Please return every line from the entries that has the string "tank" in it.
--------------------------------
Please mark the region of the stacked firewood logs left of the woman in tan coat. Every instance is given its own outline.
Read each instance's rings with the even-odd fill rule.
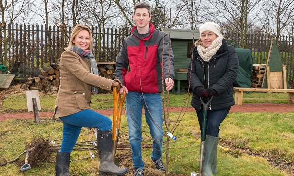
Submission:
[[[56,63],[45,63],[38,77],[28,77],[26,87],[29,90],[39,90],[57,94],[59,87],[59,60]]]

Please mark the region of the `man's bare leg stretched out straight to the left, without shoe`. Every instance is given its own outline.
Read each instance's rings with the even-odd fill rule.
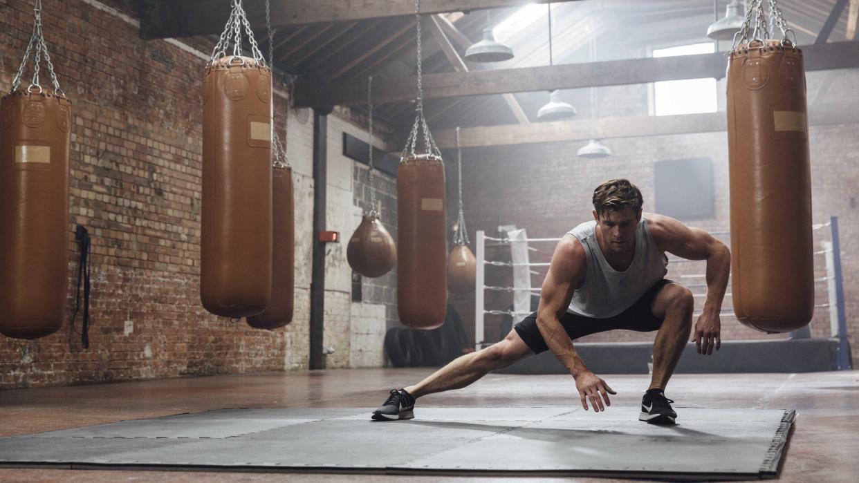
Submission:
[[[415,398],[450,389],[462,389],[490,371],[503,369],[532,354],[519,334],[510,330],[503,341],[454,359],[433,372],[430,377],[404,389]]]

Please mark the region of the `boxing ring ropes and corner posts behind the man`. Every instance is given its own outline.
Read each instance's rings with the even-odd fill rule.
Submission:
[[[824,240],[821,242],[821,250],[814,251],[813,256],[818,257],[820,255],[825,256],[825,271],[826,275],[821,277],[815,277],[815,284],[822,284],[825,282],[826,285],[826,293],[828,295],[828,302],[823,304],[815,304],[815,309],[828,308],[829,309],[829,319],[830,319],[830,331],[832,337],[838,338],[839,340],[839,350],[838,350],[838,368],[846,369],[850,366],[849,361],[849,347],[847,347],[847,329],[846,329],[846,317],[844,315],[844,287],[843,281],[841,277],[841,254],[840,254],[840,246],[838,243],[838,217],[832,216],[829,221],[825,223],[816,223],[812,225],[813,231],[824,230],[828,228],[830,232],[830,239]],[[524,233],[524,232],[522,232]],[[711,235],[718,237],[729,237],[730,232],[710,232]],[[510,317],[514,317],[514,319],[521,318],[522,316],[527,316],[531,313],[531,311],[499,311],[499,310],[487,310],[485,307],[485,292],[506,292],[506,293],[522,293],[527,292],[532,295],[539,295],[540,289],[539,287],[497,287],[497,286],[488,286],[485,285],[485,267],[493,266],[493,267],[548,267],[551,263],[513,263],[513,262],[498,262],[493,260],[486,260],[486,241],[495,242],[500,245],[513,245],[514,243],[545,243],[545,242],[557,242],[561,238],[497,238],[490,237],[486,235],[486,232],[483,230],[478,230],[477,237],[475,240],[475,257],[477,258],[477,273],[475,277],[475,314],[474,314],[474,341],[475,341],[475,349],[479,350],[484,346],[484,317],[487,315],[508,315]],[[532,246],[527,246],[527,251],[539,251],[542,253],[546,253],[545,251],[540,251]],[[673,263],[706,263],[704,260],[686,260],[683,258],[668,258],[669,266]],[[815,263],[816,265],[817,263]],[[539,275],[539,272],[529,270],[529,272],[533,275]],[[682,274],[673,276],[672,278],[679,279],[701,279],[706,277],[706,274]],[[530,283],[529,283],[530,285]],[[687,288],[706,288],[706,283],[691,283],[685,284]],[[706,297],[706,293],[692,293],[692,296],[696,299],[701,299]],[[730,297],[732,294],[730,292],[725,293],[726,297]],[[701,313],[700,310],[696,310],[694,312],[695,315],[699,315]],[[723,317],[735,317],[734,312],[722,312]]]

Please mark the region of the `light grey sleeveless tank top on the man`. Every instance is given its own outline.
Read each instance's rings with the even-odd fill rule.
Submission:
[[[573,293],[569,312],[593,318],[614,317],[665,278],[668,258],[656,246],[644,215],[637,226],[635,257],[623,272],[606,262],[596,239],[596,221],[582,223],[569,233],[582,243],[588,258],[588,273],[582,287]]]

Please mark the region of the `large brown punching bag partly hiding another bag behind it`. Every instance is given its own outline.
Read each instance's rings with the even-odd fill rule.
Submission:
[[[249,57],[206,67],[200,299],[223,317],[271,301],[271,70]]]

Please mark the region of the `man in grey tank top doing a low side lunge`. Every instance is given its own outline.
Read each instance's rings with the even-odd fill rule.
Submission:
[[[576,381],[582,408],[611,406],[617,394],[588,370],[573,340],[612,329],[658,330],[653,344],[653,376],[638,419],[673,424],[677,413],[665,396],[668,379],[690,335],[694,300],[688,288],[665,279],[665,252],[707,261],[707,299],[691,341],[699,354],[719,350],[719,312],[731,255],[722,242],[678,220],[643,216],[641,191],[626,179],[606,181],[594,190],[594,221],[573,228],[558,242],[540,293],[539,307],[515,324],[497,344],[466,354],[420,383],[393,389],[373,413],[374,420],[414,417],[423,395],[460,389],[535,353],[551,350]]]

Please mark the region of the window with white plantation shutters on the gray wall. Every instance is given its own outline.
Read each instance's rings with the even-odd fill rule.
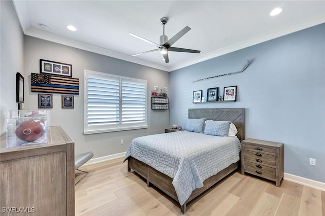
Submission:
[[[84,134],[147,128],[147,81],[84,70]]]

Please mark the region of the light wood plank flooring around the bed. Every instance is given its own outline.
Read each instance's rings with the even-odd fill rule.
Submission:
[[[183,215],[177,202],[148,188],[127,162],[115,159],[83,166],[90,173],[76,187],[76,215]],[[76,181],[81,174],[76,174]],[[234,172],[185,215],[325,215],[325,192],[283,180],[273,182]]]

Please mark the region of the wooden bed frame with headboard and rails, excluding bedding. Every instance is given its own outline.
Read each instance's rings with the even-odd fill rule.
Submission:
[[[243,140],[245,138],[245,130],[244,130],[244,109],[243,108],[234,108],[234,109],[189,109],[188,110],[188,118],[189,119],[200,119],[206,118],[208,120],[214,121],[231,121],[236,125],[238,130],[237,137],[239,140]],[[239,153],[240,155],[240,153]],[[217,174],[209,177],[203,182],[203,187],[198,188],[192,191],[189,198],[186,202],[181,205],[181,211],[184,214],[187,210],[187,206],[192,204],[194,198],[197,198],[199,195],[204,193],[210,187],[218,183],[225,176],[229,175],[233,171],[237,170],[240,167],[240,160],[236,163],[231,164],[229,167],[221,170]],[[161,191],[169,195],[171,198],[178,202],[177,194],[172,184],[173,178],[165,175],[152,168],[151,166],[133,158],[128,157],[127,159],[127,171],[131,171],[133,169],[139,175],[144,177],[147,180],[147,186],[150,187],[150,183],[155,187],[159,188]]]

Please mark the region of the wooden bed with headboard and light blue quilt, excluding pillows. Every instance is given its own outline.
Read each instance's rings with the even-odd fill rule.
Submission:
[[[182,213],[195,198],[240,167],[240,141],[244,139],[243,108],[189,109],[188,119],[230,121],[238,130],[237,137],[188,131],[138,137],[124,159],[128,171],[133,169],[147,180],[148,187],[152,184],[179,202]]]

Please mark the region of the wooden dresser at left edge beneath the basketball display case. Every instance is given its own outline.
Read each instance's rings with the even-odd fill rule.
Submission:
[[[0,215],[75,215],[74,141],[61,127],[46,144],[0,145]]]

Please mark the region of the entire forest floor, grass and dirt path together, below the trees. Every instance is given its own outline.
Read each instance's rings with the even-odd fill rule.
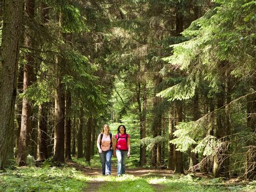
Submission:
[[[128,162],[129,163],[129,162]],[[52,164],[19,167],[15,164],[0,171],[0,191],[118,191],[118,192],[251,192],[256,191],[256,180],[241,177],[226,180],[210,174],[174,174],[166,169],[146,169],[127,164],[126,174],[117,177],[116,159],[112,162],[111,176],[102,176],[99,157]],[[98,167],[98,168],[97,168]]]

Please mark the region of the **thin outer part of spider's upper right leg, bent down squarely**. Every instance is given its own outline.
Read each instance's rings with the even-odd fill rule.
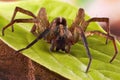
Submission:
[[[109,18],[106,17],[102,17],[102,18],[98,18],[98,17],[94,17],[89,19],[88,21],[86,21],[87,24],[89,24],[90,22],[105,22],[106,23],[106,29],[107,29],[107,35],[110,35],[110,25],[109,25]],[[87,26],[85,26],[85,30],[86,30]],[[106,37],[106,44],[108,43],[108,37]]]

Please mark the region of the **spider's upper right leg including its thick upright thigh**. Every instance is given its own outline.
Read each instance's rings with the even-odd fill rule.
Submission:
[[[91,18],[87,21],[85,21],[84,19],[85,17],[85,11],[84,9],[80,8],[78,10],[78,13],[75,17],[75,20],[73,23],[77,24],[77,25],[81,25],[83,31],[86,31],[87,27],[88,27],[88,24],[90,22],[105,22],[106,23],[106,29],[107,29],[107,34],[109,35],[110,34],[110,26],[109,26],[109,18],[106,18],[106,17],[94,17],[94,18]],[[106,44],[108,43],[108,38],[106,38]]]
--------------------------------
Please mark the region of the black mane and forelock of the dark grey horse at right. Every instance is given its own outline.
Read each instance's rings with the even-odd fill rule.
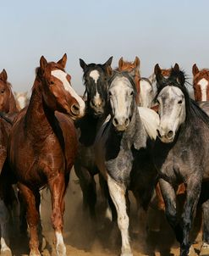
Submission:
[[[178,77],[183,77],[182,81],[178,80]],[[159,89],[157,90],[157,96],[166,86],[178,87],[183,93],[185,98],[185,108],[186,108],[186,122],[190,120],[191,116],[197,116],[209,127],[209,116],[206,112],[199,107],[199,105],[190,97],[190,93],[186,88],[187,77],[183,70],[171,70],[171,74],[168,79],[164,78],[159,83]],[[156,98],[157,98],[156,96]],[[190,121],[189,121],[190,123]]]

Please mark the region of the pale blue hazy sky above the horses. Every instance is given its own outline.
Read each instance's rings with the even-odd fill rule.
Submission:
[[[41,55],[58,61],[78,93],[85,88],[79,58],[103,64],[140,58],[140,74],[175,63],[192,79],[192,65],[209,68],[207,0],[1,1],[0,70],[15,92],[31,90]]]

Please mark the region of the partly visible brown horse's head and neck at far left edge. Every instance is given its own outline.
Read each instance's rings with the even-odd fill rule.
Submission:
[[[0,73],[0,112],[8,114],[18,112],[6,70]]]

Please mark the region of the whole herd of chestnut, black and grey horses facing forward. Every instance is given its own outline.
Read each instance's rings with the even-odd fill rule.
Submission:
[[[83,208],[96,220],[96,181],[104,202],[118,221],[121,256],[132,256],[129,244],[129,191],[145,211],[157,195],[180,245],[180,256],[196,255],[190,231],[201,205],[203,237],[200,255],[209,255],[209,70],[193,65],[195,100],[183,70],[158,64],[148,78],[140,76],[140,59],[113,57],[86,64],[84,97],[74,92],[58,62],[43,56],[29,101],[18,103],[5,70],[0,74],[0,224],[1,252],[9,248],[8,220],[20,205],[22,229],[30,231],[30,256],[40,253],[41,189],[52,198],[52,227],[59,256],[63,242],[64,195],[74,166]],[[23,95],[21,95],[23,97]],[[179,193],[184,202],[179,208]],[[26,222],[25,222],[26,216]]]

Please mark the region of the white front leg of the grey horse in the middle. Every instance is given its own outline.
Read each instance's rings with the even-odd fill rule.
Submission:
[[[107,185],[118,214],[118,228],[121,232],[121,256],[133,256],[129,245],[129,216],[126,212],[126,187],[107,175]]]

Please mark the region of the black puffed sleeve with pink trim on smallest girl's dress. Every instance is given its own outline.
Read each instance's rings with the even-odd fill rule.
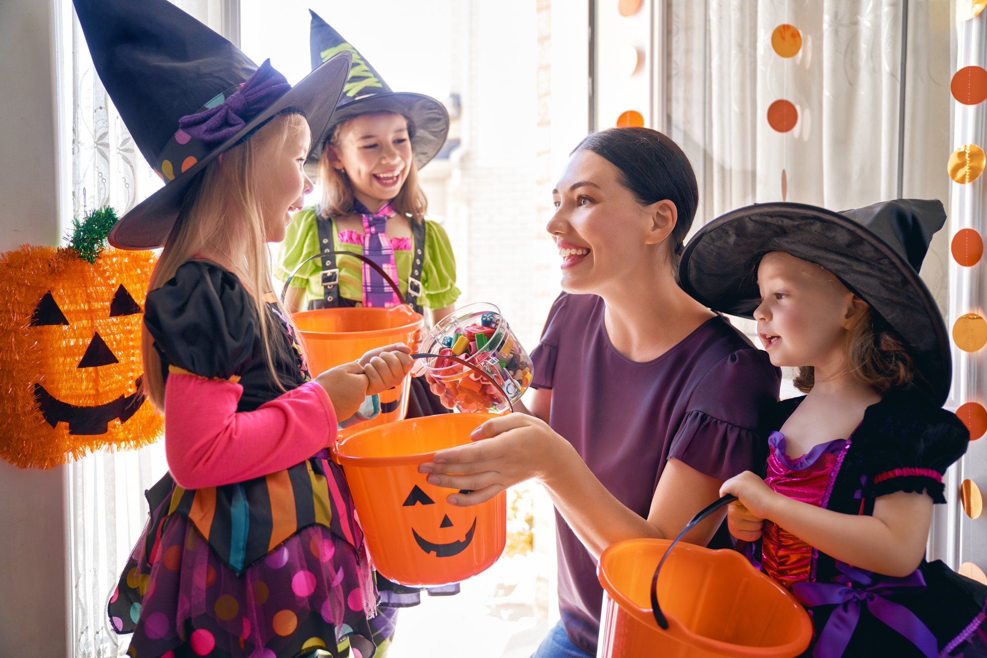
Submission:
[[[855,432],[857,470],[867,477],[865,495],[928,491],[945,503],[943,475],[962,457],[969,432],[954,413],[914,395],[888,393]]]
--------------------------------
Answer to this exercise
Please mark the region of the `light grey sleeveless tank top on the man`. Every instance is given its own outline.
Please mark the region of the `man in grey tank top doing a low side lunge`. Every instance is given its own outline.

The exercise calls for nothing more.